--- PROVIDED TEXT ---
New Sustainability Portal Launched

Textile Exchange’s new Sustainable Development Goals resources channel seeks to align and mobilize industry efforts to end poverty, fight inequalities and tackle climate change.

Textile Exchange has launched a set of online resources they’re calling the SDG Resources Channel to support the textile industry’s engagement with the Sustainable Development Goals (SDGs). The SDGs, also known as the 2030 Agenda, are a set of 17 brazenly ambitious goals that were adopted by world leaders following a UN summit and which entered into force in 2016. In practice, they set the global sustainable development agenda until 2030, and some examples include:

  • Goal 1: No Poverty. “End poverty in all its forms everywhere.”
  • Goal 12: Responsible Consumption and Production. “Ensure sustainable consumption and production patterns.”
  • Goal 13: Climate action. “Take urgent action to combat climate change and its impacts by regulating emissions and promoting developments in renewable energy.”

 

The 2030 Agenda follows the conclusion of the Millennium Development Goals (MDG) agenda and its 8 goals, many of which were not achieved. Yet many targets were only narrowly missed, and the UN has hailed the initiative as the “most successful anti-poverty movement in history.”

What does this have to do with industry?

As with the MDGs, the 2030 Agenda is a non-binding agreement between countries where governments are expected to establish national frameworks for achieving the agenda’s goals. A key point of departure between the MDG’s and the new SDG’s, however, is that the latter explicitly calls upon businesses to apply their creativity and innovation to help solve sustainable development challenges, considering their help as crucial to carrying the goals over the finish line.
---
*TASKS FOR THIS EXERCISE*.
1: Using the article on the SDG Resources Channel, answer each question in a short phrase, one per line:
(a) How many goals make up the 2030 Agenda?
(b) How many goals did the Millennium Development Goals agenda have?
(c) What did the UN hail the MDG initiative as?
2: Say whether each statement agrees with the article on the SDG Resources Channel, answering yes or no and quoting the words from the article that decide it:
(a) The SDGs entered into force in 2016.
(b) The 2030 Agenda is a binding agreement between countries.
(c) Goal 12 is Climate Action.
3: Extend the article on the SDG Resources Channel, picking up after its final sentence.
--- DATASET RECORDS ---
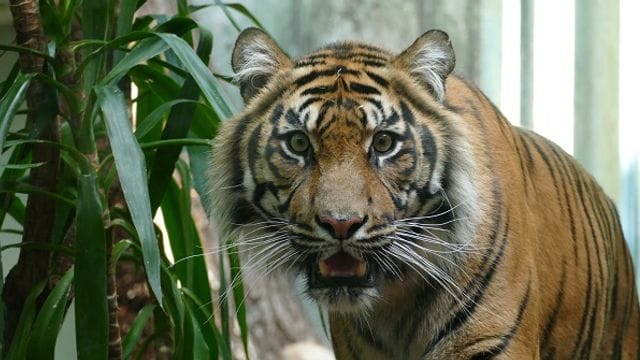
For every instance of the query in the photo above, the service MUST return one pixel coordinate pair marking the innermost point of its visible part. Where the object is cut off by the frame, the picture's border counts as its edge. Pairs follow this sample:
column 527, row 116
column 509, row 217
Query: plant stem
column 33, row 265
---
--- DATASET RECORDS ---
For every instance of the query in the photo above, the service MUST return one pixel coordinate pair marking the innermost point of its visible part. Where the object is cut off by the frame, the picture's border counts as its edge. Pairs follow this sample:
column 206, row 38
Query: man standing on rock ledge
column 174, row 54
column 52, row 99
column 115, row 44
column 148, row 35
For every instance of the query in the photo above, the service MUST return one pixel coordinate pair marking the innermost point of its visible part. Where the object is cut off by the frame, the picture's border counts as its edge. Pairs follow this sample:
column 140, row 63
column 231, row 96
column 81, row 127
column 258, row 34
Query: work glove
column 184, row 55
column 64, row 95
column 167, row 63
---
*EXPECTED OUTPUTS*.
1:
(a) 17
(b) 8
(c) The "most successful anti-poverty movement in history."

2:
(a) Yes: "which entered into force in 2016"
(b) No: "the 2030 Agenda is a non-binding agreement between countries"
(c) No: "Goal 12: Responsible Consumption and Production."

3:
What would this require a company to do?

The resources found on Textile Exchange’s website can assist the 2030 Agenda onboarding process of any company, big or small. Basically, it involves prioritizing where a business’ greatest risks of negative impact lie in relation to the 17 goals, acting to mitigate these impacts accordingly, and finally learning, sharing, and reintegrating lessons learned into its continued efforts.

While this does require a bit of work on the part of the company, it isn’t seen as charity: business opportunity and SDG are said to go hand in hand. Aligning business practices with the SDGs, for example, makes for good business in the sense that it enables them to capitalize on a variety of benefits, including identifying future business opportunities, strengthening stakeholder relations and keeping abreast with policy developments to name a few. And at the end of the day, businesses cannot thrive unless both people and the planet are thriving.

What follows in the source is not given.